(Coordinate labeling data)
+ + + +

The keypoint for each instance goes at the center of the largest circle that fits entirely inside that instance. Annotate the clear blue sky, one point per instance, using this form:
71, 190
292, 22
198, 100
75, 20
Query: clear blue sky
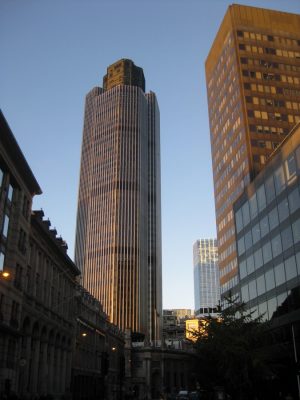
54, 51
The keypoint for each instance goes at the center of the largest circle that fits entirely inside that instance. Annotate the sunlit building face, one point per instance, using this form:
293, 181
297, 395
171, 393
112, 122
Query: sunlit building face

+ + + +

> WHAT IS REQUIRED
Rewrite every line of the entries with each "instance" replaced by "region", keeping everything else the same, and leave the pictures out of your answer.

> ANSWER
The keypoint for each region goes at the center of the largest circle that fits entirely inside that region. Annotate the clear blue sky, one point per region, using this form:
71, 190
292, 22
198, 100
75, 20
Query: clear blue sky
54, 51
The keypoint for each region goes at the center of the largest circle that fits entirely inside that region. Annotate the sunlit building face, one point per region, using this form:
293, 181
297, 395
171, 393
112, 122
Query: sunlit building face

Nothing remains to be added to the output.